• _Provided material_
○ ○ ○
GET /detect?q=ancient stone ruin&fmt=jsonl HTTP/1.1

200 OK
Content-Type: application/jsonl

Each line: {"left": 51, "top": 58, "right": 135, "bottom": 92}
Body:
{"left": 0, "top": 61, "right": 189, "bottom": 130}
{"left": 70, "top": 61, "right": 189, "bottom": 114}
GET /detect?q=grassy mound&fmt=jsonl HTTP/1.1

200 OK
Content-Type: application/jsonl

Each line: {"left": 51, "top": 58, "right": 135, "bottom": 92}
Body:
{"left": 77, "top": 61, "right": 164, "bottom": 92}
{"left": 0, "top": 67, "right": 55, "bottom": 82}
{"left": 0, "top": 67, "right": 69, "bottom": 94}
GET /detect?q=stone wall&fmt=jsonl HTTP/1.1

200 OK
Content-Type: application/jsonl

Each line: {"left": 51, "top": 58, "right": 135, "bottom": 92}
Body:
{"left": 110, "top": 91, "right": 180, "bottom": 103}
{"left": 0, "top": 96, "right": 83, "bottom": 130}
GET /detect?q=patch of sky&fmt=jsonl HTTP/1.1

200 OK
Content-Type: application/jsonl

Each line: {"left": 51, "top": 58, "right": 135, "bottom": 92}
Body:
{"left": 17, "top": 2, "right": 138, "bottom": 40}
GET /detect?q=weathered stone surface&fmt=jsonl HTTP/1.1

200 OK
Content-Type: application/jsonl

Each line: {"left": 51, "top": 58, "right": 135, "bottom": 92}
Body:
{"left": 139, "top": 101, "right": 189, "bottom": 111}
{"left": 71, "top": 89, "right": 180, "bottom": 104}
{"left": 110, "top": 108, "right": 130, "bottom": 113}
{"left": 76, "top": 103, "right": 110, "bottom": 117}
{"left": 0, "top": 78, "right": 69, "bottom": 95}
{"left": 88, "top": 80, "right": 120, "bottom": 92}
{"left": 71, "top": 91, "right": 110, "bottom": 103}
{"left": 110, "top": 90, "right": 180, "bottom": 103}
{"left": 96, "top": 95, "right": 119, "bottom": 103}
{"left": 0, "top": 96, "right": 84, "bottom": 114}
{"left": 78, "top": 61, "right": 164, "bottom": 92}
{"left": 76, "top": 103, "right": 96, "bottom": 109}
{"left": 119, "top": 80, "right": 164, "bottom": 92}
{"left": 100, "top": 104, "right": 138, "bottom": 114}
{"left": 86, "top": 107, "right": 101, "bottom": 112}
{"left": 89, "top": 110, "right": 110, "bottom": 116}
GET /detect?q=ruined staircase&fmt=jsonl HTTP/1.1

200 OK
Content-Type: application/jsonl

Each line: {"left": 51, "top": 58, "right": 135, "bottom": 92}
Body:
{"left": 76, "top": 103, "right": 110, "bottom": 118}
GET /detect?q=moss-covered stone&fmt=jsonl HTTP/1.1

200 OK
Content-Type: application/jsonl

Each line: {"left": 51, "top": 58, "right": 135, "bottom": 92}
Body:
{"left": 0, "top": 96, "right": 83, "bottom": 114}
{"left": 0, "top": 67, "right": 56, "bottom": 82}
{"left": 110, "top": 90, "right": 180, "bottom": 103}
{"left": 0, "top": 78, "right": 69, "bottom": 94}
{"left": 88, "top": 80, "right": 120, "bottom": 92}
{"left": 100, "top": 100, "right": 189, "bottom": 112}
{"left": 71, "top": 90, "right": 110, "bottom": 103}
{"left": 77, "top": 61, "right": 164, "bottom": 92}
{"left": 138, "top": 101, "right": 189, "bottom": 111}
○ ○ ○
• _Directions for this task_
Gather up, from the records above, each line where the word "stone" appears.

• _Expected output_
GET /detect?q=ancient stone ruin&fmt=jsonl HTTP/1.1
GET /detect?q=stone wall&fmt=jsonl HTTP/1.1
GET /detect?q=weathered stone surface&fmt=jsonl HTTP/1.1
GET /detect?q=moss-covered stone&fmt=jsonl HTTP/1.1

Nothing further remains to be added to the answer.